Challenges:
[a] Translate this sentence from the Huatulco vacation thread into Spanish: "We are staying right on the Marina, which looked quite nice from the photos."
[b] Quote the stretch from "My question is- What" through "(Jan 18, 2009)" in the Huatulco vacation thread word for word.
[c] The first paragraph of the opening post in the Huatulco vacation thread describes a trip. List its stops in the order they are named, including any repeated stop.

— Start of Document segment —

# Vacation in Huatulco



## conorkilleen (Apr 28, 2010)

So I am finally taking a well deserved 2 week vacation next month. I am taking the wife and kids down to Huatulco for a few days, then over to Puerto Escondido to check on our property, then over to Rio Grande to see her parents, then back to Huatulco for the last few days before we fly back.

We usually fly direct from DF to PE, however AeroMar is very expensive, especially since we are taking our 2 children with us that are over the "lap" age and we need to buy an actual seat. This year we decided to fly into Huatulco since I have never been and we can spend some time bumming around the beaches and restaurants. We are staying right on the Marina, which looked quite nice from the photos.

My question is- What is there to do other than the beaching and eating in Huatulco? I admit I am not familiar with any place East of Puerto Escondido on the coast.

Any suggestions for a family of 4 would be great. This will be out first vacation in Mexico while living in Mexico. Why go anywhere else right?


----------



## Hound Dog (Jan 18, 2009)

conorkilleen said:


> So I am finally taking a well deserved 2 week vacation next month. I am taking the wife and kids down to Huatulco for a few days, then over to Puerto Escondido to check on our property, then over to Rio Grande to see her parents, then back to Huatulco for the last few days before we fly back.
> 
> We usually fly direct from DF to PE, however AeroMar is very expensive, especially since we are taking our 2 children with us that are over the "lap" age and we need to buy an actual seat. This year we decided to fly into Huatulco since I have never been and we can spend some time bumming around the beaches and restaurants. We are staying right on the Marina, which looked quite nice from the photos.
> 
> ...

— End of Document segment —
— Start of Records supplied —

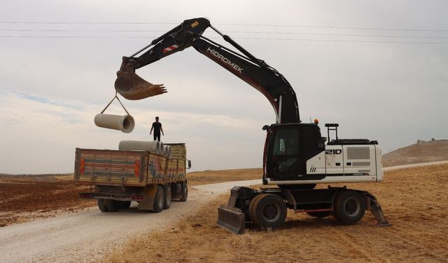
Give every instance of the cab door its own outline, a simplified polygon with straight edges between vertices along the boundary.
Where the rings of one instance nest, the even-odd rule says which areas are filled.
[[[276,180],[297,178],[303,170],[300,158],[298,128],[281,128],[271,142],[268,160],[269,176]]]

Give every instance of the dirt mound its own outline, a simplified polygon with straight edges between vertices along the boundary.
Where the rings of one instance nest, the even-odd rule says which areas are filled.
[[[95,205],[79,200],[78,193],[88,185],[52,177],[8,177],[0,179],[0,227],[75,212]]]
[[[384,167],[448,161],[448,140],[421,142],[383,155]]]

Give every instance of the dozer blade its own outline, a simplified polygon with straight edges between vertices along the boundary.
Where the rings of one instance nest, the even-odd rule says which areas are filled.
[[[135,70],[127,65],[117,72],[115,89],[127,100],[136,100],[155,96],[167,92],[163,84],[152,84],[139,75]]]
[[[239,208],[230,208],[224,205],[218,208],[216,224],[234,234],[244,233],[245,215]]]

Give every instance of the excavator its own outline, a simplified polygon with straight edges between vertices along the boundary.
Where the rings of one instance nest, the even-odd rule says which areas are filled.
[[[204,36],[208,28],[239,52]],[[184,20],[132,55],[123,57],[115,82],[117,93],[127,100],[142,100],[167,92],[163,85],[145,81],[135,70],[189,47],[260,91],[276,116],[275,123],[262,127],[267,133],[262,184],[267,187],[234,187],[227,203],[218,208],[219,226],[235,234],[244,233],[246,223],[262,229],[276,229],[285,222],[288,208],[315,217],[332,215],[347,224],[356,224],[365,210],[370,210],[377,226],[390,225],[372,194],[346,187],[317,187],[382,181],[378,142],[340,139],[337,123],[326,123],[328,137],[322,137],[317,120],[302,123],[295,93],[286,79],[221,33],[206,18]],[[330,140],[330,132],[335,134],[333,140]]]

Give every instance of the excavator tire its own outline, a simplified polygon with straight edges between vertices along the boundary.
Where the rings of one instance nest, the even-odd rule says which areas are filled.
[[[276,229],[285,222],[286,204],[280,196],[262,194],[254,202],[253,216],[262,229]]]
[[[354,224],[361,220],[365,213],[363,196],[356,191],[342,191],[335,199],[335,217],[346,224]]]

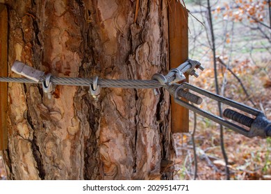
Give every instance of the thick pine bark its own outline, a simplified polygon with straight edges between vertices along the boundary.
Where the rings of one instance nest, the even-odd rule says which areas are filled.
[[[9,3],[8,63],[60,77],[150,79],[168,69],[167,1]],[[10,72],[10,76],[17,76]],[[170,96],[151,89],[8,85],[10,179],[172,179]]]

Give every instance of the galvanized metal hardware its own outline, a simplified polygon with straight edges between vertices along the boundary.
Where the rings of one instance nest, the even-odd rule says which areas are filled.
[[[98,85],[98,76],[93,78],[93,83],[90,85],[89,92],[95,100],[98,100],[99,95],[101,92],[101,86]]]
[[[170,84],[176,83],[176,82],[183,82],[186,81],[186,76],[183,75],[181,71],[176,68],[172,69],[170,72],[174,72],[175,74],[175,79],[170,82]]]
[[[247,130],[244,127],[241,127],[238,125],[233,123],[231,121],[227,121],[208,112],[202,110],[202,109],[187,102],[185,102],[184,100],[182,100],[179,97],[179,91],[180,89],[183,89],[183,88],[188,89],[191,91],[193,91],[194,92],[212,98],[223,104],[228,105],[240,111],[254,115],[256,116],[256,118],[253,119],[236,111],[233,111],[231,109],[225,109],[225,111],[224,112],[224,116],[225,117],[233,120],[238,123],[239,124],[250,127],[249,130]],[[264,116],[264,114],[258,109],[237,103],[221,96],[213,94],[211,92],[207,91],[201,88],[191,85],[187,82],[183,83],[175,91],[174,89],[169,89],[169,91],[171,94],[173,95],[174,98],[174,101],[180,105],[186,107],[195,112],[195,113],[203,116],[204,117],[208,118],[210,120],[215,121],[215,123],[229,127],[229,129],[231,129],[233,131],[240,133],[247,137],[252,138],[257,136],[266,138],[267,136],[271,136],[271,122],[268,121]]]
[[[45,76],[45,80],[42,82],[43,92],[47,94],[49,99],[51,99],[51,94],[54,91],[53,83],[50,81],[51,74],[48,73]]]
[[[170,94],[178,98],[182,98],[197,105],[200,105],[202,103],[202,98],[201,97],[189,92],[182,85],[172,84],[166,87],[166,89]]]
[[[152,76],[151,80],[155,80],[158,81],[162,85],[167,85],[167,78],[161,73],[155,73]],[[160,95],[160,90],[158,88],[154,89],[154,94],[155,96]]]
[[[162,85],[167,85],[167,78],[161,73],[155,73],[152,76],[151,80],[156,80],[158,81]]]
[[[223,112],[223,116],[250,127],[249,131],[247,132],[246,136],[248,137],[271,136],[271,121],[268,121],[262,112],[254,119],[234,110],[226,109]]]
[[[26,77],[36,82],[38,82],[44,76],[44,72],[37,70],[19,61],[15,61],[13,63],[13,65],[11,67],[11,71],[19,75]]]

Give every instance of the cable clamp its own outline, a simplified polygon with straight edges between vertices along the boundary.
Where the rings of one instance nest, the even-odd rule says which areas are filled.
[[[98,85],[98,76],[96,76],[93,78],[93,83],[90,85],[89,92],[95,100],[98,100],[101,92],[101,86]]]
[[[183,82],[186,80],[186,76],[183,75],[183,73],[181,72],[181,71],[176,68],[173,68],[170,69],[170,72],[174,72],[175,74],[175,79],[170,82],[170,84],[181,82]]]
[[[47,94],[48,99],[51,99],[51,94],[54,90],[53,83],[50,80],[51,76],[51,73],[47,74],[45,80],[42,82],[42,90]]]

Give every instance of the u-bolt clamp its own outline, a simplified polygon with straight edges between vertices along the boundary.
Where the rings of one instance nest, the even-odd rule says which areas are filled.
[[[152,76],[151,80],[157,80],[159,82],[160,84],[161,84],[163,86],[167,85],[167,78],[161,73],[155,73]],[[154,88],[154,93],[155,96],[160,94],[160,91],[158,88]]]
[[[43,92],[47,94],[49,99],[51,99],[51,93],[54,91],[52,82],[50,81],[51,74],[48,73],[45,76],[45,80],[42,82]]]
[[[98,85],[98,76],[96,76],[93,78],[93,83],[90,85],[89,92],[95,100],[98,100],[101,92],[101,86]]]
[[[181,71],[176,68],[173,68],[170,69],[170,72],[174,72],[175,74],[175,79],[170,82],[170,84],[181,82],[183,82],[186,81],[186,76],[183,75],[183,73],[181,72]]]

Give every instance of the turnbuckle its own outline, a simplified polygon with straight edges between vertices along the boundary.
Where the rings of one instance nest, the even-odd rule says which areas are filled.
[[[248,130],[241,126],[233,123],[229,121],[224,119],[223,118],[221,118],[218,116],[214,115],[208,112],[202,110],[199,107],[180,99],[179,91],[182,91],[183,90],[183,89],[188,89],[197,94],[213,99],[217,102],[228,105],[232,107],[237,109],[238,111],[243,111],[244,112],[252,114],[256,118],[252,118],[245,114],[243,114],[230,109],[226,109],[224,111],[223,115],[224,117],[234,121],[239,124],[249,127],[249,130]],[[191,85],[187,82],[184,82],[182,85],[179,85],[179,87],[176,89],[176,86],[169,86],[167,90],[172,95],[173,95],[174,101],[180,105],[188,109],[190,109],[192,112],[203,116],[204,117],[208,118],[210,120],[215,121],[215,123],[221,124],[224,127],[229,127],[229,129],[231,129],[232,130],[240,133],[247,137],[252,138],[254,136],[258,136],[263,138],[266,138],[268,136],[271,136],[271,122],[266,118],[262,112],[256,109],[250,107],[249,106],[239,103],[229,98],[207,91],[197,87]],[[197,96],[197,95],[195,96]]]

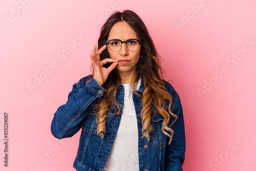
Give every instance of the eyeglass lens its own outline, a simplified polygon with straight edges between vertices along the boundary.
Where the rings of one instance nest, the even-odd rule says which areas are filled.
[[[113,40],[109,44],[111,50],[113,51],[119,51],[122,47],[122,43],[118,40]],[[134,51],[138,49],[139,46],[139,42],[136,39],[129,40],[126,42],[127,49],[131,51]]]

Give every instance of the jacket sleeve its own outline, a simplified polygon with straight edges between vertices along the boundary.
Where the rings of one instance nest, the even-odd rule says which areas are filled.
[[[174,89],[173,91],[172,112],[178,118],[172,126],[174,131],[172,142],[169,145],[168,142],[166,144],[165,170],[182,171],[186,147],[183,114],[179,95]]]
[[[54,114],[51,130],[58,139],[71,137],[76,133],[81,128],[81,121],[106,92],[94,78],[85,86],[86,80],[83,78],[74,84],[66,103],[59,106]]]

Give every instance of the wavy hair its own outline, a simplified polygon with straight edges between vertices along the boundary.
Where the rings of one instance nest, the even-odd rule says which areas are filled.
[[[140,58],[137,65],[135,74],[132,79],[133,91],[139,98],[142,98],[142,110],[141,113],[143,137],[150,140],[150,133],[153,130],[151,124],[152,117],[158,112],[164,118],[162,131],[169,138],[168,144],[172,141],[174,131],[171,126],[178,117],[174,114],[170,109],[172,97],[166,91],[163,78],[163,70],[161,66],[160,56],[157,53],[152,39],[141,19],[133,11],[125,10],[122,12],[116,11],[110,16],[100,30],[98,40],[99,49],[105,44],[105,41],[112,27],[119,22],[126,22],[136,32],[142,41],[140,53]],[[100,60],[110,58],[108,50],[105,49],[100,55]],[[111,63],[103,66],[108,67]],[[135,91],[136,83],[141,78],[144,82],[144,90],[142,95]],[[117,91],[119,87],[120,77],[116,69],[114,69],[109,75],[102,87],[107,91],[102,98],[95,105],[97,113],[97,133],[103,138],[106,130],[106,117],[110,109],[114,113],[120,114],[120,106],[116,99]],[[168,103],[167,109],[164,105]],[[152,107],[154,112],[152,113]],[[173,117],[173,120],[171,119]],[[173,121],[171,122],[171,120]]]

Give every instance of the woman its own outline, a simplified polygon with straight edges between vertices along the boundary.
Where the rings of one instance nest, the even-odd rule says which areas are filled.
[[[182,109],[162,77],[145,25],[130,10],[101,28],[90,57],[93,74],[73,85],[51,124],[58,139],[82,128],[77,170],[182,170]]]

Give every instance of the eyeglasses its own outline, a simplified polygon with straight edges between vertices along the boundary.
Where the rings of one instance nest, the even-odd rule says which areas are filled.
[[[110,50],[116,52],[121,49],[122,45],[124,42],[125,43],[127,49],[129,51],[135,51],[139,48],[140,44],[142,41],[135,38],[130,39],[123,41],[119,39],[111,39],[106,41],[106,45],[109,45]]]

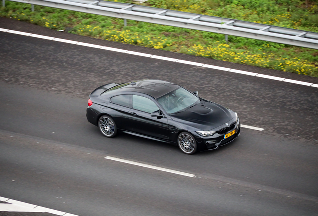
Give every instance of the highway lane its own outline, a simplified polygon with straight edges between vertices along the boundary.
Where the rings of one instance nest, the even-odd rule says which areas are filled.
[[[236,183],[252,188],[252,196],[263,186],[268,192],[283,190],[276,192],[284,197],[293,192],[302,200],[316,197],[316,88],[8,36],[0,34],[0,92],[5,102],[0,121],[6,122],[0,130]],[[238,112],[244,124],[266,130],[243,130],[232,144],[190,158],[175,147],[128,135],[108,140],[86,122],[88,95],[104,83],[130,77],[169,80],[198,90]],[[284,136],[288,132],[292,134]],[[277,202],[268,197],[272,204]]]
[[[104,159],[100,151],[0,132],[0,190],[78,215],[314,216],[316,202]]]

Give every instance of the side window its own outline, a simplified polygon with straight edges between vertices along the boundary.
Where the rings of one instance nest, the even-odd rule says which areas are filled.
[[[152,100],[138,96],[132,96],[132,108],[150,114],[159,110]]]
[[[126,94],[122,96],[116,96],[112,98],[110,101],[112,102],[120,105],[122,106],[126,106],[128,108],[132,108],[132,96]]]

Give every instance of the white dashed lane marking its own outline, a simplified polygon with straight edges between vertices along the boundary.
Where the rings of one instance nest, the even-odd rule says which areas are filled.
[[[188,61],[184,60],[178,60],[176,58],[168,58],[166,57],[154,56],[152,54],[144,54],[142,52],[134,52],[132,51],[128,51],[128,50],[124,50],[118,49],[116,48],[109,48],[107,46],[102,46],[95,45],[95,44],[86,44],[86,43],[83,43],[81,42],[76,42],[73,40],[64,40],[64,39],[51,38],[51,37],[46,36],[40,36],[38,34],[34,34],[30,33],[24,32],[18,32],[18,31],[10,30],[7,30],[4,28],[0,28],[0,32],[5,32],[8,33],[11,33],[11,34],[20,34],[20,35],[22,35],[24,36],[37,38],[44,39],[44,40],[54,40],[58,42],[64,42],[66,44],[73,44],[76,45],[82,46],[84,46],[90,47],[92,48],[104,50],[107,50],[108,51],[122,52],[122,53],[126,53],[126,54],[134,54],[134,55],[138,56],[145,57],[145,58],[156,58],[156,59],[162,60],[173,62],[176,62],[178,63],[181,63],[181,64],[186,64],[192,65],[194,66],[207,68],[218,70],[226,71],[226,72],[234,72],[236,74],[242,74],[244,75],[250,76],[252,76],[258,77],[260,78],[275,80],[276,81],[284,82],[289,82],[289,83],[291,83],[293,84],[306,86],[318,88],[318,84],[314,84],[312,83],[294,80],[288,80],[288,79],[286,79],[284,78],[281,78],[276,77],[276,76],[264,75],[264,74],[256,74],[256,73],[254,73],[252,72],[236,70],[234,69],[228,68],[226,68],[219,67],[218,66],[214,66],[209,65],[209,64],[204,64],[201,63],[198,63],[195,62],[188,62]]]
[[[148,168],[152,170],[158,170],[159,171],[162,171],[166,172],[172,173],[173,174],[176,174],[180,176],[183,176],[187,177],[194,178],[196,176],[196,175],[193,174],[190,174],[186,172],[182,172],[179,171],[176,171],[172,170],[169,170],[165,168],[162,168],[158,166],[155,166],[151,165],[148,165],[144,164],[141,164],[137,162],[134,162],[130,160],[127,160],[123,159],[120,159],[116,158],[112,158],[111,156],[106,156],[105,158],[105,159],[114,160],[118,162],[120,162],[124,164],[130,164],[130,165],[136,166],[142,166],[145,168]]]
[[[10,200],[0,196],[0,201],[6,202],[0,204],[0,212],[46,212],[60,216],[77,216],[32,204]]]
[[[144,54],[142,52],[135,52],[132,51],[128,51],[126,50],[118,49],[116,48],[109,48],[107,46],[102,46],[94,45],[94,44],[90,44],[83,43],[82,42],[76,42],[74,40],[66,40],[64,39],[51,38],[51,37],[48,37],[46,36],[40,36],[38,34],[33,34],[30,33],[26,33],[26,32],[17,32],[17,31],[12,30],[6,30],[4,28],[0,28],[0,32],[14,34],[20,34],[20,35],[23,35],[25,36],[30,36],[37,38],[39,38],[41,39],[54,40],[54,41],[56,41],[58,42],[64,42],[66,44],[73,44],[76,45],[79,45],[79,46],[84,46],[90,47],[92,48],[104,50],[107,50],[108,51],[112,51],[112,52],[121,52],[121,53],[126,53],[126,54],[133,54],[133,55],[140,56],[145,57],[145,58],[156,58],[156,59],[160,60],[176,62],[181,63],[181,64],[186,64],[192,65],[194,66],[207,68],[217,70],[223,70],[223,71],[226,71],[226,72],[234,72],[236,74],[242,74],[244,75],[248,75],[248,76],[253,76],[260,77],[262,78],[268,78],[270,80],[276,80],[278,81],[284,81],[284,82],[288,82],[293,83],[294,84],[302,84],[302,85],[304,85],[307,86],[312,86],[312,87],[318,88],[318,84],[309,84],[308,82],[302,82],[300,81],[292,80],[286,80],[284,78],[278,78],[276,76],[269,76],[267,75],[260,74],[256,74],[256,73],[254,73],[252,72],[245,72],[243,70],[236,70],[228,68],[226,68],[219,67],[218,66],[212,66],[209,64],[202,64],[200,63],[197,63],[197,62],[188,62],[188,61],[184,60],[178,60],[176,58],[168,58],[166,57],[154,56],[154,55],[146,54]],[[252,130],[256,130],[263,131],[264,130],[264,129],[260,128],[256,128],[256,127],[251,126],[244,126],[244,125],[242,125],[241,126],[242,128],[246,128],[248,129],[252,129]]]

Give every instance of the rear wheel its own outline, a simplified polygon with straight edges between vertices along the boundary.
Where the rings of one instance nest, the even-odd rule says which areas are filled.
[[[108,138],[112,138],[117,134],[117,126],[110,117],[102,116],[98,122],[98,126],[102,133]]]
[[[193,154],[198,150],[198,144],[196,139],[192,135],[186,132],[180,134],[178,138],[178,146],[184,153]]]

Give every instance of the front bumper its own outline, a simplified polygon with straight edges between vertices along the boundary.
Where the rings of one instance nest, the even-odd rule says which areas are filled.
[[[224,138],[225,134],[216,134],[210,137],[196,136],[196,142],[200,143],[202,146],[204,146],[208,150],[215,150],[218,148],[220,146],[225,146],[234,141],[240,135],[240,120],[236,127],[227,134],[230,134],[234,130],[236,130],[235,134],[226,139]]]

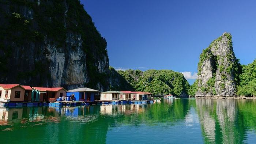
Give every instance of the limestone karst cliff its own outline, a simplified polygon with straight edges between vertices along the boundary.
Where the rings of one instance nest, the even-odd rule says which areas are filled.
[[[224,33],[200,55],[196,97],[236,95],[240,66],[233,51],[231,38]]]
[[[118,71],[137,91],[150,92],[155,95],[172,94],[188,97],[189,84],[181,73],[171,70],[150,69]]]
[[[0,1],[0,83],[109,88],[105,38],[77,0]]]

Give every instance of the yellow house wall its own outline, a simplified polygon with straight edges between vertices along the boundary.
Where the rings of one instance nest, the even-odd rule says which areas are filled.
[[[2,91],[2,94],[0,95],[0,98],[4,98],[4,95],[5,94],[5,90],[0,87],[0,91]]]
[[[19,98],[15,98],[15,91],[20,91],[20,93]],[[24,101],[24,94],[25,93],[25,90],[20,87],[16,87],[11,89],[11,90],[8,92],[8,97],[9,97],[10,92],[10,98],[11,101],[14,102],[23,102]]]
[[[59,98],[60,97],[60,94],[61,92],[63,93],[62,94],[62,96],[66,96],[66,92],[67,91],[65,91],[63,89],[61,89],[59,91],[57,91],[56,93],[56,95],[55,95],[55,99],[57,99]]]

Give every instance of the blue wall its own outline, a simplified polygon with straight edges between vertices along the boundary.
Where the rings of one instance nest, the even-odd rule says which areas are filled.
[[[34,99],[34,95],[35,93],[35,98]],[[39,101],[39,96],[40,92],[39,91],[33,90],[31,94],[31,101],[32,102],[38,102]]]
[[[72,94],[74,94],[75,95],[75,97],[76,98],[76,101],[78,101],[79,99],[80,99],[82,98],[82,95],[83,95],[84,92],[68,92],[66,93],[66,95],[69,96],[71,95]],[[91,102],[93,102],[94,101],[94,92],[85,92],[86,96],[84,97],[84,99],[87,99],[87,94],[88,93],[91,93],[91,96],[90,97],[90,101]]]

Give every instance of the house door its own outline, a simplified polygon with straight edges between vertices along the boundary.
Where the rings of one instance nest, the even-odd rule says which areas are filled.
[[[86,96],[86,96],[86,101],[90,102],[90,98],[91,97],[91,93],[87,93],[87,95]]]
[[[33,98],[32,98],[32,102],[34,102],[37,101],[36,99],[37,98],[37,92],[35,91],[34,92],[34,94],[33,94]]]
[[[29,101],[29,91],[25,91],[24,94],[24,101]]]
[[[5,98],[8,97],[8,91],[5,91]]]
[[[47,96],[47,95],[46,95],[46,93],[44,93],[43,94],[43,101],[44,102],[48,101],[48,98]]]

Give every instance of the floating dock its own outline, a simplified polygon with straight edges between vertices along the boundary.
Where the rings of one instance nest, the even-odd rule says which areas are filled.
[[[80,102],[75,101],[60,101],[55,102],[0,102],[0,106],[15,107],[22,106],[33,107],[49,106],[61,107],[65,106],[82,106],[90,105],[125,105],[131,104],[152,103],[153,100],[116,100],[94,102]]]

— End of Records supplied —

Solved problems:
[a] Nos hospedamos justo en la Marina, que se veía bastante bonita en las fotos.

[b]
My question is- What is there to do other than the beaching and eating in Huatulco? I admit I am not familiar with any place East of Puerto Escondido on the coast.

Any suggestions for a family of 4 would be great. This will be out first vacation in Mexico while living in Mexico. Why go anywhere else right?


----------



## Hound Dog (Jan 18, 2009)

[c] Huatulco, Puerto Escondido, Rio Grande, Huatulco